→ JOB
Print everything from the line containing "Mark each instance of the fallen" down to the line containing "x=269 y=524", both included, reproducing each line exactly.

/---

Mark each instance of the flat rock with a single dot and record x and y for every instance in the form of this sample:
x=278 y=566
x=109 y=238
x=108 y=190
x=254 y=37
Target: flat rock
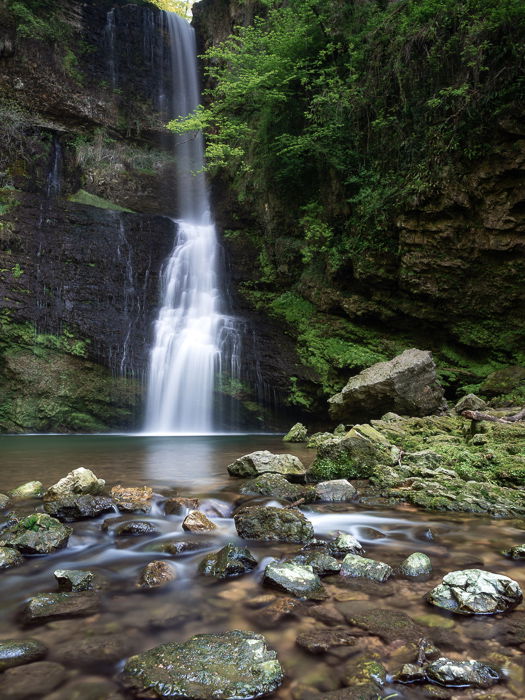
x=297 y=579
x=407 y=385
x=17 y=652
x=451 y=672
x=132 y=499
x=473 y=591
x=208 y=666
x=263 y=461
x=271 y=524
x=228 y=562
x=196 y=521
x=46 y=606
x=37 y=533
x=354 y=565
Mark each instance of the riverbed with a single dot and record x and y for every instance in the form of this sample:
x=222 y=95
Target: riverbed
x=93 y=649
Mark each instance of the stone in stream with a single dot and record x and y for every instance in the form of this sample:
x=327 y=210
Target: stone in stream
x=417 y=564
x=453 y=673
x=231 y=664
x=297 y=433
x=407 y=384
x=474 y=591
x=37 y=533
x=354 y=565
x=136 y=528
x=43 y=607
x=33 y=489
x=297 y=579
x=227 y=562
x=132 y=499
x=156 y=574
x=276 y=486
x=263 y=461
x=33 y=680
x=9 y=558
x=179 y=506
x=70 y=507
x=335 y=490
x=17 y=652
x=270 y=524
x=196 y=521
x=74 y=580
x=80 y=481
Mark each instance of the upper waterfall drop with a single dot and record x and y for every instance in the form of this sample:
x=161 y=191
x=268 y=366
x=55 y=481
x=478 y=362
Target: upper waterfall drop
x=193 y=337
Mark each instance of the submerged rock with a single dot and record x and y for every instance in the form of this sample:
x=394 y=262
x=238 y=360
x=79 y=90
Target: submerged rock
x=196 y=521
x=227 y=562
x=271 y=524
x=297 y=579
x=274 y=485
x=407 y=384
x=80 y=481
x=354 y=565
x=17 y=652
x=38 y=533
x=46 y=606
x=156 y=574
x=33 y=489
x=70 y=507
x=263 y=461
x=451 y=672
x=74 y=579
x=416 y=564
x=474 y=591
x=208 y=666
x=297 y=433
x=130 y=499
x=9 y=558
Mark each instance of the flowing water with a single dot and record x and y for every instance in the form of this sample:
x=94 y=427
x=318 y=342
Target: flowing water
x=194 y=338
x=133 y=620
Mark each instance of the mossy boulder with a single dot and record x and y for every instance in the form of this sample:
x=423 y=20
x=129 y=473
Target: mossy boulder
x=38 y=533
x=233 y=664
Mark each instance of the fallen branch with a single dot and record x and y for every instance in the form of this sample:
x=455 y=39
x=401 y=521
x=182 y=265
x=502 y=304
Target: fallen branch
x=479 y=416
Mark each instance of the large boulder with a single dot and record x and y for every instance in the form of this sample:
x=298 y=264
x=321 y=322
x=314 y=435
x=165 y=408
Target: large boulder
x=407 y=385
x=208 y=666
x=474 y=591
x=38 y=533
x=263 y=461
x=269 y=524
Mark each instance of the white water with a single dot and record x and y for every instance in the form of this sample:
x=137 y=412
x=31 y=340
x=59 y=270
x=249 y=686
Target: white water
x=191 y=330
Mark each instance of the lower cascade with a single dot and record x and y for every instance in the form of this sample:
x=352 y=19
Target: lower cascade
x=194 y=340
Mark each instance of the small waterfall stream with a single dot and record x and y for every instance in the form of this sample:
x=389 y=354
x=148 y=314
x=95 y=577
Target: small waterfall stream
x=194 y=337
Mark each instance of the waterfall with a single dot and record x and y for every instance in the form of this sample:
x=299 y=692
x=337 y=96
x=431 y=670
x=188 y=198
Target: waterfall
x=194 y=338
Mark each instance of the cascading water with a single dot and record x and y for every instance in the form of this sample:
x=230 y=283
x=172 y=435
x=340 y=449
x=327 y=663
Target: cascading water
x=194 y=339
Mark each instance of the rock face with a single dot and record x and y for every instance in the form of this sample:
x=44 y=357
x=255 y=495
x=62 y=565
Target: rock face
x=273 y=524
x=227 y=562
x=264 y=461
x=474 y=591
x=407 y=385
x=297 y=579
x=39 y=533
x=208 y=666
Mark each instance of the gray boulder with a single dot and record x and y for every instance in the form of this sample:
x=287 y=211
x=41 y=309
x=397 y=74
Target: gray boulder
x=407 y=385
x=208 y=666
x=263 y=461
x=474 y=591
x=227 y=562
x=270 y=524
x=356 y=566
x=451 y=672
x=297 y=579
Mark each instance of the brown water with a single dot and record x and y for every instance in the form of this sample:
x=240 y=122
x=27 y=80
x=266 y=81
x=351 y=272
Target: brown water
x=93 y=649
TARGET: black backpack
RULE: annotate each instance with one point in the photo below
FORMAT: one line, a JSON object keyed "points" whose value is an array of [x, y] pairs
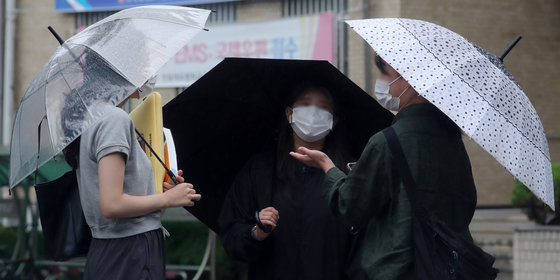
{"points": [[439, 252]]}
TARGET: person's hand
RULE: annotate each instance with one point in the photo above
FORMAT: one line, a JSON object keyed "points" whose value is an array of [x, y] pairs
{"points": [[313, 158], [269, 217], [181, 195], [170, 184]]}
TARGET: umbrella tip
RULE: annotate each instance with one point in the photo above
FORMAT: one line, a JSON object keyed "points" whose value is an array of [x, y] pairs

\---

→ CORRECT ANSWER
Mark each instance of the fallen branch with a single dot and record x and y for every instance in the form of this sample:
x=455 y=39
x=401 y=521
x=182 y=265
x=502 y=304
Target: fallen branch
x=479 y=416
Mark each instance of the large boulder with a single dot and record x and y for every instance in the form of this sample:
x=298 y=264
x=321 y=322
x=314 y=435
x=165 y=408
Target: large boulder
x=407 y=385
x=208 y=666
x=474 y=591
x=38 y=533
x=263 y=461
x=269 y=524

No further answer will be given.